What to produce:
Could you give the lines of the listing starting at the one containing "Every <instance> points" and ending at the one containing "positive clicks: (94, 52)" as a numbered list, leaving out blank lines?

== Given entries ==

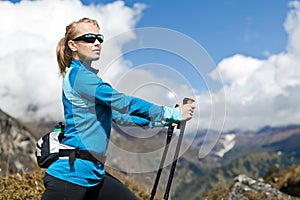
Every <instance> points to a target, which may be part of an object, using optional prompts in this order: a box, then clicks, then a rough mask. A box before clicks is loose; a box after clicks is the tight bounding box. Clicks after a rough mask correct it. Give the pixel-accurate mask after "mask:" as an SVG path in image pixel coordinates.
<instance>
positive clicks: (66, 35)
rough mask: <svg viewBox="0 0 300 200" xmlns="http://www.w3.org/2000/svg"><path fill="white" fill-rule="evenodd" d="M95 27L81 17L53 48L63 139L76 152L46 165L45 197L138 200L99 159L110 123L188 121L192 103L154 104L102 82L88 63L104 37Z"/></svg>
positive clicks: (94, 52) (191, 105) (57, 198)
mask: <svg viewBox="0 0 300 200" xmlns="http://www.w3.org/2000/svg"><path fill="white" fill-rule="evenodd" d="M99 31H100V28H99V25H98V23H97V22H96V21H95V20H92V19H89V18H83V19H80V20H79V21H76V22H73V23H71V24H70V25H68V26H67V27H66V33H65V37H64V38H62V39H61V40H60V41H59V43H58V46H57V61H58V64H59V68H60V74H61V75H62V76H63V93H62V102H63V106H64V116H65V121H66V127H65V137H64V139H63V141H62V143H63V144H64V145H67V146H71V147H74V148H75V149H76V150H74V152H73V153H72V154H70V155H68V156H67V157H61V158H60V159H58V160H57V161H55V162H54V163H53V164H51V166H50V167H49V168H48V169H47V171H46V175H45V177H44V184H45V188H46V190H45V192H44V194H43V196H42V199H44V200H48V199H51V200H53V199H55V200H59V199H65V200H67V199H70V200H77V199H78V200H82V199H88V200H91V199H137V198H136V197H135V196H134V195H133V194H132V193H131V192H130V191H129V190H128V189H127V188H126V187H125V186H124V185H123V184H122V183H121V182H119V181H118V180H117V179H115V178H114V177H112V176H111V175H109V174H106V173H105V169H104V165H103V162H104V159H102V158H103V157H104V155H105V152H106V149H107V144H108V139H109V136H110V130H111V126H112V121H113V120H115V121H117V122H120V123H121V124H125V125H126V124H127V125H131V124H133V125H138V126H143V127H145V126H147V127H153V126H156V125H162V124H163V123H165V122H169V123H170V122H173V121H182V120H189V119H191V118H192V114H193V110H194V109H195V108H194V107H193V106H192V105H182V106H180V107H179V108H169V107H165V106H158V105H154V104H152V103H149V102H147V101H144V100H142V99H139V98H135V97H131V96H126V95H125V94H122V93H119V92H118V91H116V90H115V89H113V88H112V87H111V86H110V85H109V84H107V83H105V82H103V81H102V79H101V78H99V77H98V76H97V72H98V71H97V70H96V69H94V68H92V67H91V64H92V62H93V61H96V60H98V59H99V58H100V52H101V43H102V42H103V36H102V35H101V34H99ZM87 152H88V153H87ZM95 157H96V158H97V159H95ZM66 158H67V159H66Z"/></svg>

===
== Given entries ==

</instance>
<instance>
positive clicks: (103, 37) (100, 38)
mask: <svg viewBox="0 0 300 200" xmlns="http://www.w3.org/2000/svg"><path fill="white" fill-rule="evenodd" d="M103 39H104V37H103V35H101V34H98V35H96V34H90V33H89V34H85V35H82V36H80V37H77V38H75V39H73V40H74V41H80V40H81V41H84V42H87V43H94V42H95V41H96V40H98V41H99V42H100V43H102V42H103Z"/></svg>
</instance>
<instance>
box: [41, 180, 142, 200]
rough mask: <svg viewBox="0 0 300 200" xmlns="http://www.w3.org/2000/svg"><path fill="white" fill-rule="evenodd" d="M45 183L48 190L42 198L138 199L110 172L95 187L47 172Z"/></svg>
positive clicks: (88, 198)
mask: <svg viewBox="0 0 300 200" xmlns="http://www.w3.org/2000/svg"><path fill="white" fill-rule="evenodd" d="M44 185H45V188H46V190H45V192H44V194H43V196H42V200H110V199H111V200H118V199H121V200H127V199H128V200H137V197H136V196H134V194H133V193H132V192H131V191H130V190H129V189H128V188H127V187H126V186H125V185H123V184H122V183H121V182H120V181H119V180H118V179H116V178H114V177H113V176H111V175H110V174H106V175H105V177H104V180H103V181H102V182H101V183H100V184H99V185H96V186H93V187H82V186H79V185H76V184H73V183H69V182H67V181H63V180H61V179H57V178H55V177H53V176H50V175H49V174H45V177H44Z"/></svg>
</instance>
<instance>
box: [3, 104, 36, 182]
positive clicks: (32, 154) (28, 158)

===
== Given entries ==

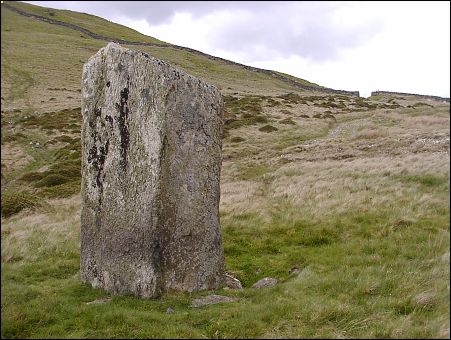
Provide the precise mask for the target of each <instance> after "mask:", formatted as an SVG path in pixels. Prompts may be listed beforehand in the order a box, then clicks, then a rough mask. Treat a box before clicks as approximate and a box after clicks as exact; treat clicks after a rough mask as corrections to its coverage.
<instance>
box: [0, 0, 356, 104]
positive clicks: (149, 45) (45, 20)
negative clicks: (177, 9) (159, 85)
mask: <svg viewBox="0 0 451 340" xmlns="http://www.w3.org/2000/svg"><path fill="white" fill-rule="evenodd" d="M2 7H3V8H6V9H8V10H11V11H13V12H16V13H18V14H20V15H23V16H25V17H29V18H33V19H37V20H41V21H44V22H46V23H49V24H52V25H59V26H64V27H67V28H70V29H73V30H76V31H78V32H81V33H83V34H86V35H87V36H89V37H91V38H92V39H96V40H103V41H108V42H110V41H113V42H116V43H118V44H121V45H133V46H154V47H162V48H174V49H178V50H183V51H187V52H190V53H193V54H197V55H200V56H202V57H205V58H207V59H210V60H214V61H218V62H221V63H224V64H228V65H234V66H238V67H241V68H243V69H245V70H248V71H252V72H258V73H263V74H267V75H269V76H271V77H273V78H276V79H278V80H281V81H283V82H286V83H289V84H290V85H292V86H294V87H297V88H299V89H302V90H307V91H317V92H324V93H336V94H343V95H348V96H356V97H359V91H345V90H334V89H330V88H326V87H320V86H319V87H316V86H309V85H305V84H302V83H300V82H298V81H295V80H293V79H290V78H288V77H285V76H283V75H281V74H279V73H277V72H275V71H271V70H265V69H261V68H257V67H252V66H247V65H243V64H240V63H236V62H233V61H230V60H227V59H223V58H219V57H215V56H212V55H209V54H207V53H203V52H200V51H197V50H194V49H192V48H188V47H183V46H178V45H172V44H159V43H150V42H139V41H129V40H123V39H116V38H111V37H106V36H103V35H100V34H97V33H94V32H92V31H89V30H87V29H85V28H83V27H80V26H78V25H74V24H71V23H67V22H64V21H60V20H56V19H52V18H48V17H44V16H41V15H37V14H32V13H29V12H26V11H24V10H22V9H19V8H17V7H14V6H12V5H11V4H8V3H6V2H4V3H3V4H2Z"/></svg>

===

Task output:
1. Every <instance> points to a target, which may be part of an object, using optional prompts in this order: a box, then clicks, then a rough mask. A box before clicks is loose; a box after clicks is the tight bounding box. Clicks after a rough mask correct it. Give the pixel-accurate mask after "mask:" as an SVG path in image pixel coordinates.
2. <instance>
3. positive clicks: (66, 35)
4. rough mask: <svg viewBox="0 0 300 200" xmlns="http://www.w3.org/2000/svg"><path fill="white" fill-rule="evenodd" d="M95 27L81 17L53 48L63 139L76 152L46 165L45 197L138 200L99 159L110 123L188 121L192 103L154 104L102 82L88 63L104 37Z"/></svg>
5. positive clicks: (94, 52) (191, 105) (57, 198)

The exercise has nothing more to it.